Richiesta A | Modifica i record a partire dalla riga che contiene "Target: tree canopy" e fino alla fine dei record: riscrivi solo queste righe, sostituendo "centre line marking" con "road center line" e lasciando tutto il resto invariato.

·····

Ci sono direttori del Corriere che proprio per i cattivi rapporti con Renzi ci hanno anche rimesso il posto. Mi riferisco naturalmente a Ferruccio de Bortoli, che si tolse la soddisfazione, lasciando l’incarico, di dare all’allora presidente del Consiglio, oltre che segretario del Pd, del “maleducato di talento”. Ma poi il Corriere sarebbe tornato ad affidarsi agli editoriali dell’ex direttore, senza ch’egli cambiasse idea su Renzi, né sul piano politico né sul piano personale.

Quasi come controprova dell’adozione della candidatura di Orlando alla segreteria del Pd c’è la valorizzazione che il Corriere ha voluto fare di Paolo Gentiloni e del suo governo, sottolineandone nel titolo più vistoso di prima pagina il carattere “non a termine” e “rassicurante”, vantato dallo stesso presidente del Consiglio a Domenica in, davanti a un Pippo Baudo oltremodo ossequioso, e non solo ben educato, come deve essere naturalmente ogni buon conduttore televisivo. Quell’aggettivo rassicurante va letto, senza malizia, ma per dovere d’informazione, in relazione al governo che ha preceduto quello oggi guidato dal conte Gentiloni: il governo cioè di Renzi.

Sul carattere “non a termine” dell’esecutivo in carica va tuttavia detto che un termine comunque esso ce l’ha. Ed è la conclusione ordinaria della legislatura, fra meno di un anno.

Anche senza voler considerare incidenti o trappole – dai referendum promossi dalla Cgil sui temi del lavoro alle elezioni amministrative di primavera, per esempio –  capaci di provocare con una crisi le elezioni anticipate, non è molto quel meno di un anno che il governo ha a disposizione per portare a termine il suo compito o programma. In cui rientra adesso anche la riduzione delle tasse sul lavoro, come Gentiloni ha detto in televisione, oltre all’obbligatoria legge finanziaria del 2018.

·····

Richiesta B | Nel brano sul Corriere e Renzi, con quale espressione de Bortoli definì Renzi quando lasciò l'incarico?

Dati da elaborare |
·····

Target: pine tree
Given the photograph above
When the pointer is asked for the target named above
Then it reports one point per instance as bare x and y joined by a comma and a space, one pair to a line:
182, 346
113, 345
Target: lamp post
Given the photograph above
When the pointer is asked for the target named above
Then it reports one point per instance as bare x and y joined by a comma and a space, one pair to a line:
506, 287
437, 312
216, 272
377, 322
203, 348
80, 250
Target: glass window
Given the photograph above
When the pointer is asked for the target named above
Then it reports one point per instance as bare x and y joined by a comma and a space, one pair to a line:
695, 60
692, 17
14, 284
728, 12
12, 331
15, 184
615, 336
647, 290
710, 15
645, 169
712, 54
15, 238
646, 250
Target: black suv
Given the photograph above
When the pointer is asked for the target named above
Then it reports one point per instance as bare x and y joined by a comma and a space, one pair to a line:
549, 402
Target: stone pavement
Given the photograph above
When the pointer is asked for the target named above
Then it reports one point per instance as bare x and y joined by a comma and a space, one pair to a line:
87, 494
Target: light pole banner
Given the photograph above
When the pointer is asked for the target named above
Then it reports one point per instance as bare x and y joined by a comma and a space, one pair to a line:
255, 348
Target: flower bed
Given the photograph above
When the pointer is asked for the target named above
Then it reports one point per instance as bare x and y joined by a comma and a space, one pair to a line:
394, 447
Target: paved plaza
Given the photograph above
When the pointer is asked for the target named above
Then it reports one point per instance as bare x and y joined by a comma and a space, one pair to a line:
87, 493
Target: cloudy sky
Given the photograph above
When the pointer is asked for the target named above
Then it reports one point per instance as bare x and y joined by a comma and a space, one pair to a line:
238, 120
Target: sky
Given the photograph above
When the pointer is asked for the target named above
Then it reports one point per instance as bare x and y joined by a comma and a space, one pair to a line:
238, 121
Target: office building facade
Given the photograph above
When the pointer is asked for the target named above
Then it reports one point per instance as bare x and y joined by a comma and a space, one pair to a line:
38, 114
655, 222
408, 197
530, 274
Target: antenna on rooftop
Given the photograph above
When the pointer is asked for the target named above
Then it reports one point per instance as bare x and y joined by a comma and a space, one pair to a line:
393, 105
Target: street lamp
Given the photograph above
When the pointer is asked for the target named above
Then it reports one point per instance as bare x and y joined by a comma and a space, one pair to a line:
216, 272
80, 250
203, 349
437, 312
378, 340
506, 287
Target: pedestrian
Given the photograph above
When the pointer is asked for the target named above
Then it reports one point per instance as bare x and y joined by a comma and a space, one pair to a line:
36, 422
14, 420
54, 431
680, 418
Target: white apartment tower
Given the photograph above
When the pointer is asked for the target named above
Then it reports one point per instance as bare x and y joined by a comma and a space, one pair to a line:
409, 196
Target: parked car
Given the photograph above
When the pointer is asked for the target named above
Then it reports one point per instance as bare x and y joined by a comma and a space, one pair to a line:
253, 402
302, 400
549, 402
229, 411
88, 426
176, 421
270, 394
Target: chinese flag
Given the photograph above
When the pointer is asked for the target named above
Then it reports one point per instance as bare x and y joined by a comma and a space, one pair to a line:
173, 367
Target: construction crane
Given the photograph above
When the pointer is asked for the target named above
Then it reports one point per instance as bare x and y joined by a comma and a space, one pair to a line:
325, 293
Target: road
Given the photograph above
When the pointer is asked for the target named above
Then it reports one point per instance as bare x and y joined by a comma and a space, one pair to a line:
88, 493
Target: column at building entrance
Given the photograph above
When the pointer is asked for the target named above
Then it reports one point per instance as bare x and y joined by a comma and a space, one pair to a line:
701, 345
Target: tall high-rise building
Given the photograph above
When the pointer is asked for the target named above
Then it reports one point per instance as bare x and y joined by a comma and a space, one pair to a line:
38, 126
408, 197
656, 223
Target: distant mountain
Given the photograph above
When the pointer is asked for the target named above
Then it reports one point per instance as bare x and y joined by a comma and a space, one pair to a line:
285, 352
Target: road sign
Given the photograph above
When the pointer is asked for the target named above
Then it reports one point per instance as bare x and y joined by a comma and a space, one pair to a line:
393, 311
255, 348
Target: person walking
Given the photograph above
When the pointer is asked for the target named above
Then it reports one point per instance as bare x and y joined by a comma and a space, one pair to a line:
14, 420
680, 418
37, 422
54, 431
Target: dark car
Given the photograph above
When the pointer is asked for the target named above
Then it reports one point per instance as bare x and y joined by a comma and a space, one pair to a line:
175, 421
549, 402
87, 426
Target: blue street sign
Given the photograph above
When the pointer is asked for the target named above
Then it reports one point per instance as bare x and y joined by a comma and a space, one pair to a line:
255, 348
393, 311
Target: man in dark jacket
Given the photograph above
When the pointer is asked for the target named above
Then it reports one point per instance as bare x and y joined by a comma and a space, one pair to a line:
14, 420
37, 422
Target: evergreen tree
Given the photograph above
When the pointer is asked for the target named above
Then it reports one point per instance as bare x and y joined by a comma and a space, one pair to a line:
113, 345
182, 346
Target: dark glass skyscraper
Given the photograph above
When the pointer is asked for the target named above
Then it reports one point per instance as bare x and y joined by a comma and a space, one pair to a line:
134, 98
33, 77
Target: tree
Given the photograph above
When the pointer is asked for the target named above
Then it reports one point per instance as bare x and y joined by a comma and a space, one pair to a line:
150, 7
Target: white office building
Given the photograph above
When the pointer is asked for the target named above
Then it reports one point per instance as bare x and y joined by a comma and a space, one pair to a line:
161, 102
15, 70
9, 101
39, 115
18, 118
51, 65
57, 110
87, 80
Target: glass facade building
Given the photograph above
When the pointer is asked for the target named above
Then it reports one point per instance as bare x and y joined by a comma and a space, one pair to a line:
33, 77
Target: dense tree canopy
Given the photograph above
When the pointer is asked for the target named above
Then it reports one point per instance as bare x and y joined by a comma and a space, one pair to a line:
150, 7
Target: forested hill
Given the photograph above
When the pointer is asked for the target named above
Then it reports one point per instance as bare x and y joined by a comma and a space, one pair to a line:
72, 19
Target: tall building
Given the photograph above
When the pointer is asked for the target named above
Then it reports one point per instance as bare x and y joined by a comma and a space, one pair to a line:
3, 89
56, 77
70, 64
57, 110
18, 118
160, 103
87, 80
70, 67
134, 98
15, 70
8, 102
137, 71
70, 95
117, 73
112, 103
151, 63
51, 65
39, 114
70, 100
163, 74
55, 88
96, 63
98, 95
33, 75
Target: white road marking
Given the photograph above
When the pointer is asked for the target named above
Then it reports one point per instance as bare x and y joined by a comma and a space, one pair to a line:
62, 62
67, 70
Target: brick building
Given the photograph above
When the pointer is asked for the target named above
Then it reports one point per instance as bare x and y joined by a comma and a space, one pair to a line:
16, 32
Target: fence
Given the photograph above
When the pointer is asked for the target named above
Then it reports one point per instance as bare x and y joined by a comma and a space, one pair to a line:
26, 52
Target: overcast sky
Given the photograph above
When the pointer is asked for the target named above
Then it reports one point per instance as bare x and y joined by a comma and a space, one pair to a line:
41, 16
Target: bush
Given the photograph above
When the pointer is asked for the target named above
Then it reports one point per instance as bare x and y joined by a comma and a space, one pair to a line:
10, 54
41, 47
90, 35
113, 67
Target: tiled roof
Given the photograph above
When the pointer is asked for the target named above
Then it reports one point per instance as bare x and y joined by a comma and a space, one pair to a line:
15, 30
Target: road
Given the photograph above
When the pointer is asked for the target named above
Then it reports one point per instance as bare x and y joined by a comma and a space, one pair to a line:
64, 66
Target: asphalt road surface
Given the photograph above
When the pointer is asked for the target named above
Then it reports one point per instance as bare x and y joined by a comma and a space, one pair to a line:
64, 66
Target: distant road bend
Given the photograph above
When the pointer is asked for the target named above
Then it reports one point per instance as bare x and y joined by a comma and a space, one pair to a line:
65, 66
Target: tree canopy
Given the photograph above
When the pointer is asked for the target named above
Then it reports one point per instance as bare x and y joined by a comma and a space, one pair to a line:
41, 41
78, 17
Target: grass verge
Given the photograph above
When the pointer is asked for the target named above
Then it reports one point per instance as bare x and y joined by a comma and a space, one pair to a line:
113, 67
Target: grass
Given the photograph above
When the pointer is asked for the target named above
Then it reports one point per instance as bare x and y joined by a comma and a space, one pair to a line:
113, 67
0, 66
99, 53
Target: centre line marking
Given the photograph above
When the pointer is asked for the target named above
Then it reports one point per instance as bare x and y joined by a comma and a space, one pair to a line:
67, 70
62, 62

·····

Risultato corretto A |
Target: tree canopy
Given the photograph above
When the pointer is asked for the target named above
Then it reports one point per instance as bare x and y joined by a comma and a space, one pair to a line:
41, 41
78, 17
Target: grass verge
Given the photograph above
When the pointer is asked for the target named above
Then it reports one point per instance as bare x and y joined by a comma and a space, one pair to a line:
113, 67
Target: grass
Given the photograph above
When the pointer is asked for the target named above
Then it reports one point per instance as bare x and y joined by a comma and a space, one pair to a line:
113, 67
0, 66
99, 53
Target: road center line
Given the photograph above
When the pointer is asked for the target named above
Then it reports one point per instance as bare x and y joined by a comma and a space, one pair to a line:
67, 70
62, 62

Risultato corretto B | Lo definì "maleducato di talento".